Trecho de texto:
^^^^
A ministra lamentou o encerramento das unidades e as demissões. "Esperamos que seja possível resolver os conflitos de forma consensual para satisfazer de maneira efetiva a vontade das partes”, disse Peduzzi.

O prefeito de Taubaté, José Saud (MDB), no cargo há uma semana, está na capital paulista para a discussão do plano articulado pelo governo do estado.

“Temos que pensar primeiro nos funcionários da fábrica e toda ajuda é bem-vinda. Temos que buscar alternativas. E se nada der certo, vou bater no Planalto e pedir ajuda do presidente Bolsonaro”, disse Saud à Folha.

O presidente da Associação Comercial e Industrial de Taubaté, Ricardo Vilhena, diz que a notícia é muito ruim para o município. A solução, na avaliação dele, é buscar novo destino para a fábrica. “Temos de tentar contornar com indústrias de tecnologia ou de base tecnológica.”

Trabalhadores da Ford durante protesto em frente a fábrica de Taubaté, no interior de São Paulo - Claudio Capucho/AFP

O anúncio do fim da produção taubateana já preocupa o comércio da cidade.

“É um momento muito preocupante. Primeiro porque ainda estamos em uma pandemia. E agora um grupo muito grande de pessoas que deixa de ter renda, que começa a fazer cortes no orçamento”, afirma o empresário Felipe Bom Meihy.

Seu restaurante na região central da cidade só chegou aos 50% de faturamento, na comparação com o período pré-pandemia, há apenas dois meses.

“Há ainda toda uma cadeia que acaba sendo movimentada. É incalculável o impacto dos próximos meses”, disse.

Trabalhadores de Camaçari também protestam

Em Camaçari (BA), cidade de 293 mil habitantes da Grande Salvador, o anúncio do fechamento da fábrica foi um baque não só para os seus funcionários, como para toda uma cadeia de serviços que gira em torno do Complexo Ford.

Como em Taubaté, funcionários afirmam que o sentimento é de traição, pois vinham abrindo mão nos últimos anos de benefícios e reajustes salariais, sob a justificativa de manter a fábrica na Bahia. Desde 2019 a Ford vem realizando PDVs na fábrica baiana.

“Nos sentimos traídos. Você dá uma vida dentro da empresa e agora recebe essa notícia?”, afirma o inspetor de qualidade Edson Pereira, 51 anos, que trabalha na Ford há 18 anos.

Casado e pai de dois filhos, Edson tenta assimilar a notícia para começar a fazer planos. “Ficamos à deriva. De cara, eu não tenho planos ainda. Penso um dia em empreender, mas em um país em que o próprio presidente não passa segurança para os investidores, para as pessoas comuns fica mais difícil ainda”, declara.

Celso Ricardo Moreira, 42 anos, diz que não havia um momento pior para o encerramento das atividades. Ele entrou na Ford há 15 anos na função de operador no setor de pintura e chegou ao cargo de inspetor de qualidade.
^^^^
Listagem fornecida:
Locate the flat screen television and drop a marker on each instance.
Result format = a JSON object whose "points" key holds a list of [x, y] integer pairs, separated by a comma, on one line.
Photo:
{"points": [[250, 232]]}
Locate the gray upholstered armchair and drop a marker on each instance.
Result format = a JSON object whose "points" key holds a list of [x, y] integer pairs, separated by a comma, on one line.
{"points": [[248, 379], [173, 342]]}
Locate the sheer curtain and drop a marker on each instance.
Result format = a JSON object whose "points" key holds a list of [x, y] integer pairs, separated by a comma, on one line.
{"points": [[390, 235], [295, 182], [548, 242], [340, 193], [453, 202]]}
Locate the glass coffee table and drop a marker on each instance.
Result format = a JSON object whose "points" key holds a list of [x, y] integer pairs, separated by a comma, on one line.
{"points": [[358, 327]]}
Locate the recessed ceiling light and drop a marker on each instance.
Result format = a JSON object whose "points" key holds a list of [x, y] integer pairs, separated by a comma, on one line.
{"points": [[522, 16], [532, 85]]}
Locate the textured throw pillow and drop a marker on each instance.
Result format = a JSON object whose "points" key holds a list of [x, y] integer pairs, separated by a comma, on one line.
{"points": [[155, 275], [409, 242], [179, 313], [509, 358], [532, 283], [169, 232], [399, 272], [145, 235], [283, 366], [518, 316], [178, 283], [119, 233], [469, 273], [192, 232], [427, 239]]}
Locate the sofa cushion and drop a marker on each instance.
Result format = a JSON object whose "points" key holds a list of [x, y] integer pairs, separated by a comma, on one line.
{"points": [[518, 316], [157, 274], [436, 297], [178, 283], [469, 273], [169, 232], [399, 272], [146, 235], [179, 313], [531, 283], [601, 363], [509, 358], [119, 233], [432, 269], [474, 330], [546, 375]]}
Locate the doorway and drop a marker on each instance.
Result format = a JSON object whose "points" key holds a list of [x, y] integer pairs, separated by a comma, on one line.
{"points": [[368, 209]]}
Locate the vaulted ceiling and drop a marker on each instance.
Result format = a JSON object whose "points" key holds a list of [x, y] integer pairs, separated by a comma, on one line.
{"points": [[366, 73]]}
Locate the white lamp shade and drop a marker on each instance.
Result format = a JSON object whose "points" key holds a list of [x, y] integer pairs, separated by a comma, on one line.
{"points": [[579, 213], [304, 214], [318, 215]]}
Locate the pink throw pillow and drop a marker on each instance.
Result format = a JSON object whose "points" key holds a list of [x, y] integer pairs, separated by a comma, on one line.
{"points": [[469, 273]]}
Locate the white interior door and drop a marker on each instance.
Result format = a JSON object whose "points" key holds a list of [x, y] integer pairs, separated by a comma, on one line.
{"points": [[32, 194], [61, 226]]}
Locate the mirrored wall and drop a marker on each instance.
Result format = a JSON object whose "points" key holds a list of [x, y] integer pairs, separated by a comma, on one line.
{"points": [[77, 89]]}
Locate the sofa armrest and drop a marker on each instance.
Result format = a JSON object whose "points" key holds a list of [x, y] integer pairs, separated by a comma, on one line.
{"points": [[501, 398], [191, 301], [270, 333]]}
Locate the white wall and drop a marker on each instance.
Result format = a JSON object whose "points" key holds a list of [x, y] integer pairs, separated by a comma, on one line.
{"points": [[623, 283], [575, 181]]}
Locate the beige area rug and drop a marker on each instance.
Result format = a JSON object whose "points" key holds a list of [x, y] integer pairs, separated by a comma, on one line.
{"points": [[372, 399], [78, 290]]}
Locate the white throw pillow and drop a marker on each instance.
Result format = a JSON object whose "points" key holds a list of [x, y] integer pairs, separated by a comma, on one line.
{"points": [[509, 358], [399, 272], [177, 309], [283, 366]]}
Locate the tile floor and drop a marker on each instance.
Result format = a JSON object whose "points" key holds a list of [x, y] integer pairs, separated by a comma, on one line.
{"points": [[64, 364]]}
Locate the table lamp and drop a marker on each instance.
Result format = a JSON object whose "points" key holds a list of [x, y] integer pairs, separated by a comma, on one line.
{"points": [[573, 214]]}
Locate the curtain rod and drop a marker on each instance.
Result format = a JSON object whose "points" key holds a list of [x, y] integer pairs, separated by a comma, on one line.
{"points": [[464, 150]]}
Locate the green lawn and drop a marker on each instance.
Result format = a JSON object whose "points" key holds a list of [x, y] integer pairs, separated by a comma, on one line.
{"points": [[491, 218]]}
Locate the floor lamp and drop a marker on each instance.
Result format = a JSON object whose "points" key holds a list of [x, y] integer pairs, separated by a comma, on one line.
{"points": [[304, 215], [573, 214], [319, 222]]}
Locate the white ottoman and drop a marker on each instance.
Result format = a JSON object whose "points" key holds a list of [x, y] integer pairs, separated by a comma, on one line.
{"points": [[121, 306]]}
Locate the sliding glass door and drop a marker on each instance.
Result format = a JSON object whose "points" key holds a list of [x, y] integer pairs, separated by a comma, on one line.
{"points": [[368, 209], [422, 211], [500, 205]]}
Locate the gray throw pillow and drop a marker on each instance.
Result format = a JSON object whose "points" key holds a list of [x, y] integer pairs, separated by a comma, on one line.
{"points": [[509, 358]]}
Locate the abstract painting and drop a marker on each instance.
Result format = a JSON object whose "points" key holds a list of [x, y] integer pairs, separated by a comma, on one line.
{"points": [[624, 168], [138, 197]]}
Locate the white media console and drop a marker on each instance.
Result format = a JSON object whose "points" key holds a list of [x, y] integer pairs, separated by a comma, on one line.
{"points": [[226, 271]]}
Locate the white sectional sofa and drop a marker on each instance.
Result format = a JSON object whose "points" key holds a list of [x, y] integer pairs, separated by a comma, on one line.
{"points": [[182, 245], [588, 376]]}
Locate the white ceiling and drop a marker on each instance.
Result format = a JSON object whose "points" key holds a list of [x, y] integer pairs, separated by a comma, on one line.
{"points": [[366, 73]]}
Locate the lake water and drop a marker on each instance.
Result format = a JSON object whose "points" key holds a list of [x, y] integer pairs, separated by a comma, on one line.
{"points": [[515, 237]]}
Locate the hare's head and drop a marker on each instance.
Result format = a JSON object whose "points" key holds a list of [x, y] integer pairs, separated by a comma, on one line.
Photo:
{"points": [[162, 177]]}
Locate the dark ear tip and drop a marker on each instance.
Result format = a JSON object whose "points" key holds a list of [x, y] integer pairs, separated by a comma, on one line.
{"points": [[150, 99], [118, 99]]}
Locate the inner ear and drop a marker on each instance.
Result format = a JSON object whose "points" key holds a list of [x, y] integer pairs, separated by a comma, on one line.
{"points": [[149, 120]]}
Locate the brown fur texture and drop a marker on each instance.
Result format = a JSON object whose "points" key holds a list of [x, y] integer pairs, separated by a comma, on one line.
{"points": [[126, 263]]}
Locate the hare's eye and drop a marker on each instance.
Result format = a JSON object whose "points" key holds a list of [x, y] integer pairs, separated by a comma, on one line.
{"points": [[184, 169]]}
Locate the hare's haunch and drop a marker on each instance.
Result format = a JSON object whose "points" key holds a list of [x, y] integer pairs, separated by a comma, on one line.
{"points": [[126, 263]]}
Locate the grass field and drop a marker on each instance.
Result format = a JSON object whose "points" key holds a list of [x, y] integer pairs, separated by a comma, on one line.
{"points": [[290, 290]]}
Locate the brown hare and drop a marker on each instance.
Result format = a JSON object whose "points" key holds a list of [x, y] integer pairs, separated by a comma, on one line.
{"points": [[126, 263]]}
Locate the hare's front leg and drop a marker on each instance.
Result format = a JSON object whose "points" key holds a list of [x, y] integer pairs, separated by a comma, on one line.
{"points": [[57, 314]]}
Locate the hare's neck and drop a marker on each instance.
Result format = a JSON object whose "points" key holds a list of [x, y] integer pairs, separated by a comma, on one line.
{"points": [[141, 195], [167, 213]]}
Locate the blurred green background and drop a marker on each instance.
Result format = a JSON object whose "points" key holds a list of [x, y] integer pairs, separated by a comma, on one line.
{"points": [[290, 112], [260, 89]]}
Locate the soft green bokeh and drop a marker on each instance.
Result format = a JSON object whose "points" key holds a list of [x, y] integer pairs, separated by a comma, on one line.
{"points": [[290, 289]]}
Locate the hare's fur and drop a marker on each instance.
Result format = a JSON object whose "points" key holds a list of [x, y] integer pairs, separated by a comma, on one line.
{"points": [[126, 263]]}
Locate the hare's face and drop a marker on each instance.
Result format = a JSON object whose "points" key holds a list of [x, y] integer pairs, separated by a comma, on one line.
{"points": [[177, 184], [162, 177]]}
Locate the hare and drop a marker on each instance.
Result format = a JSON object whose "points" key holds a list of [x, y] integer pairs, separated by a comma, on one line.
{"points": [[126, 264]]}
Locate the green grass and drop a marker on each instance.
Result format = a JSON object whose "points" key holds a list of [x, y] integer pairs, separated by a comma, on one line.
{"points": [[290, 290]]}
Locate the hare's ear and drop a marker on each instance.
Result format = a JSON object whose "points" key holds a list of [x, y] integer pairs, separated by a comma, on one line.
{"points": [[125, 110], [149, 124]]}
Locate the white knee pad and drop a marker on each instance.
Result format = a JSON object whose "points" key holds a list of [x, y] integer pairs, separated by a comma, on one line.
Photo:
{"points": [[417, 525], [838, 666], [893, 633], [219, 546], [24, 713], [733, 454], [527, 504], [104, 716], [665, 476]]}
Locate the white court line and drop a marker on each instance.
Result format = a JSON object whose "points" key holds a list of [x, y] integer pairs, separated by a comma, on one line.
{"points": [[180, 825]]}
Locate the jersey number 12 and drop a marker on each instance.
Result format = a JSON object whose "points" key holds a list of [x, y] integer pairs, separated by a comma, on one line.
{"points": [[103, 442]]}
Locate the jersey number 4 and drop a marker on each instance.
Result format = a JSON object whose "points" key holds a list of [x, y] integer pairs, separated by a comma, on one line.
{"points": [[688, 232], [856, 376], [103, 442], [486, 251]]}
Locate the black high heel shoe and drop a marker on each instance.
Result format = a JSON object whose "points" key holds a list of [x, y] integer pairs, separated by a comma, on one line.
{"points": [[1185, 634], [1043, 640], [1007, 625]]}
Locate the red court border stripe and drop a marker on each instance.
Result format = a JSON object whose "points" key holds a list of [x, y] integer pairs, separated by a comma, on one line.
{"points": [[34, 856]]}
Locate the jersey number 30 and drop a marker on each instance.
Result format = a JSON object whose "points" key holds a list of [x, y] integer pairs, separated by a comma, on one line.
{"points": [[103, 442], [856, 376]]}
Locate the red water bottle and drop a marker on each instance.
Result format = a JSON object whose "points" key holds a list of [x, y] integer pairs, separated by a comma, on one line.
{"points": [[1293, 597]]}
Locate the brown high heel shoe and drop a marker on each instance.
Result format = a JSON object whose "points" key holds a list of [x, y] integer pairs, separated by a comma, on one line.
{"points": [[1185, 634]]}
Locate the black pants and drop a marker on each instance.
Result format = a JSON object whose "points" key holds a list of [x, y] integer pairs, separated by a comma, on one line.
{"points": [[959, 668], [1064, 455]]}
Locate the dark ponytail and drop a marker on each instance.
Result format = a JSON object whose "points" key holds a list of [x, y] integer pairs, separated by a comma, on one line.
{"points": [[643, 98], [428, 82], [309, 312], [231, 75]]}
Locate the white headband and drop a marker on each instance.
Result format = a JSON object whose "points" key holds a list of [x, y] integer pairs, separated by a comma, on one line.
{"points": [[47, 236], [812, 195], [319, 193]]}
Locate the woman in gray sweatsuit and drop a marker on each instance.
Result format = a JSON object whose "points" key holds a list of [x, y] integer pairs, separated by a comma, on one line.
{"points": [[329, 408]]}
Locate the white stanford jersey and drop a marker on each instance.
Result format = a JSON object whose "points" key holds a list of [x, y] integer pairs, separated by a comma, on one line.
^^^^
Questões do trecho:
A) Segundo o trecho, há quanto tempo Edson Pereira trabalha na Ford?
B) Liste todas as pessoas cujas falas aparecem entre aspas no trecho.

Respostas por questão:
A) Há 18 anos.

B) Peduzzi, José Saud, Ricardo Vilhena, Felipe Bom Meihy, Edson Pereira